*Excerpted passage:*
The LED Transition

Know what to expect, and pitfalls to avoid, when you test your grow with new LED technology.


Sponsored by BIOS Lighting 

Lighting is often one of the biggest struggles for cannabis growers, since energy use drives a major part of the grow’s cost. Just as in the light spectrum, there’s a range of different choices to work with, but for Bruce Bugbee, professor of crop physiology at Utah State University, one of the main reasons to pick LED lights is focus.

“It’s more focused light. If you put in any other kind of light, it spreads it out,” he says. A grower can use a reflector with other types of lights, like a high-pressure sodium (HPS) lamp to narrow that range, but they usually prefer to spread out that efficiency over as much of the grow as possible, he says.

“And that’s OK, as long as you have a big expanse of plants that you’re trying to light up,” says Bugbee. “But if the light goes off on the side, and it doesn’t hit the plants, it’s completely wasted.”

LED lights, on the other hand, narrow that spread to what’s important: The grow. They can be arranged to just light up the plants, while avoiding shedding energy on the aisles and walls. Even if the walls and floor reflect the light back onto the plants, it’s less efficient than the direct light that an LED provides for the plant, he says.

“When you bring in LEDs, they are like spotlights,” says Bugbee. “They focus the light right in one place.”

Installing or making a transition to LED lighting can seem a little daunting at first, though, due to a higher up-front cost, sometimes as much as two to three times as an HPS system, says Ryan Ryall, founder and horticultural lighting consultant at lighting integration group Ryall Grow. For a typical grow with three flower rooms and a veg room totaling about 5,300 square feet, he installs 192 lights for a total of about $317,000.

To offset that total, he’s always sure to include an estimated length of time before the system pays for itself. For a retrofit situation, making the change can deliver a return on investment usually at about the two-year mark, he says, and new construction can turn it around in about six to nine months.

Even with that goal in the distance, it’s a good idea to start small, he says.

“It’s a large up-front investment, and it hasn’t been around long enough to be absolutely proven. Before a cultivator, especially in a commercial production environment, wants to take on a new technology, they want to test and try it,” says Ryall. “Usually one table, meaning it’s a 4-by-4 or a 4-by-8 or sometimes a little bit smaller with anywhere from one to six fixtures.”

A test table typically goes in the corner of an existing HPS production room, which has a few benefits, says Ryall. First, it lets growers get familiar with the lighting instead of a sudden change. Second, it gives them the chance to see the day-to-day progress of the plants, especially in relation to the HPS system.

After a few test periods, growers tend to expand the LED grow a little bit more, but still not into a full-facility change, he says. The expansion usually means a whole row, or an entire flower room. With a room to work with, the differences become even more distinct.

*Supplied information:*

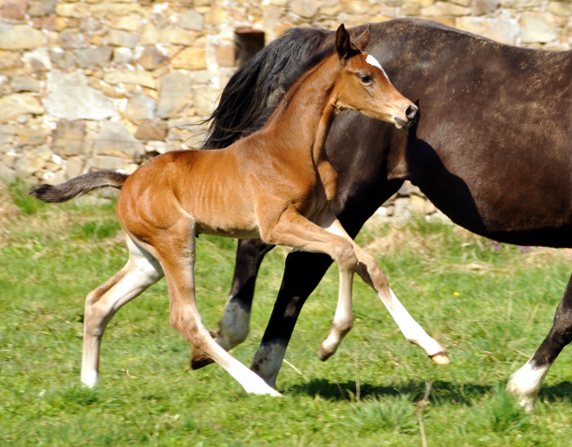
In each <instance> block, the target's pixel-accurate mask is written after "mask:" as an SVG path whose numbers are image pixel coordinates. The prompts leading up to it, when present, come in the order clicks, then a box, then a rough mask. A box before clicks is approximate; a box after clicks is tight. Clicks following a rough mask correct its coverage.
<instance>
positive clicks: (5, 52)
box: [0, 50, 22, 70]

*Tasks:*
[1] Answer these questions from the LED lighting article:
(a) What position does Bruce Bugbee hold?
(b) For a typical grow of about 5,300 square feet, how many lights does Ryall install, and at what total cost?
(c) Where does a test table typically go?
[2] Copy out the part of the LED lighting article between "LED lights, on" and "plant, he says.", inclusive.
[3] Translate this sentence from the LED lighting article into Spanish: "Even with that goal in the distance, it’s a good idea to start small, he says."

*Your responses:*
[1]
(a) He is a professor of crop physiology at Utah State University.
(b) He installs 192 lights for a total of about $317,000.
(c) It typically goes in the corner of an existing HPS production room.

[2]
LED lights, on the other hand, narrow that spread to what’s important: The grow. They can be arranged to just light up the plants, while avoiding shedding energy on the aisles and walls. Even if the walls and floor reflect the light back onto the plants, it’s less efficient than the direct light that an LED provides for the plant, he says.

[3] Aun con esa meta a lo lejos, es buena idea empezar a pequeña escala, dice.